> [List of tasks]:
A - Transcribe the passage below on the Asian oyster and the Chesapeake Bay between "FASTER THAN an" and "the local environment.", inclusive.
B - Pick up the passage on the Asian oyster and the Chesapeake Bay where it stops, and keep writing.

> [Excerpt to read]:
○ ○ ○ ○

FASTER THAN an act of Congress, more powerful than a county zoning board, able to clean huge portions of the Chesapeake Bay in a single gulp. Is it a governor? Is it an environmental lobby? No, it's the Superoyster from the Pacific rim that state officials in Maryland and Virginia hope can help restore the bay's ecological balance.
It's almost too tantalizing a prospect to spoil by asking a lot of questions. But sadly, that's the only way to avoid the risk of some ghastly contamination from an alien species that might turn out to be not at all friendly to the local environment.
A National Academy of Sciences report concluded last week that the Asian oyster, Crassostrea ariakensis, may indeed have potential to buttress the bay's ailing native shellfish population, yielding rich economic as well as environmental benefits. Much more research is required, however, the report said, before the Asian oysters should be allowed go forth in the bay and multiply. As much as five years' worth.

○ ○ ○ ○

> [Available data]:
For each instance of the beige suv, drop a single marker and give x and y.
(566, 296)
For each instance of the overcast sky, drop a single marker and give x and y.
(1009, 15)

○ ○ ○ ○

> [Outputs in order]:
A -
FASTER THAN an act of Congress, more powerful than a county zoning board, able to clean huge portions of the Chesapeake Bay in a single gulp. Is it a governor? Is it an environmental lobby? No, it's the Superoyster from the Pacific rim that state officials in Maryland and Virginia hope can help restore the bay's ecological balance.
It's almost too tantalizing a prospect to spoil by asking a lot of questions. But sadly, that's the only way to avoid the risk of some ghastly contamination from an alien species that might turn out to be not at all friendly to the local environment.

B -
Gov. Robert L. Ehrlich Jr.'s. administration is promising to do the necessary research, but accelerate the timetable. The Army Corps of Engineers will oversee preparation of an environmental impact statement by various federal, state, and regional agencies of three states as well as private groups, while additional study is conducted to address scientific issues raised in last week's report.
Their slogan is "be quick, but don't hurry," said Mike Slattery, of Maryland's Department of Natural Resources. They should also remember the maxim about haste and waste.
One of the diseases now ravaging native bay oysters is blamed on Japanese cousins introduced to the bay as the miracleoysters of the 1950s.
Oysters are a vital species for the bay because they filter the water. They consume those hateful algae blooms now covering much of the bay's surface, blocking out the sun and choking off oxygen to creatures beneath. The bay's degradation can be blamed on several major sources of pollutants, but the devastation would not be so great if the native oyster population was thriving.
Depletion of bay oysters has also put a huge strain on the seafood industry, undermining the livelihood of watermen and encouraging them to rely too heavily on the already burdened crab population.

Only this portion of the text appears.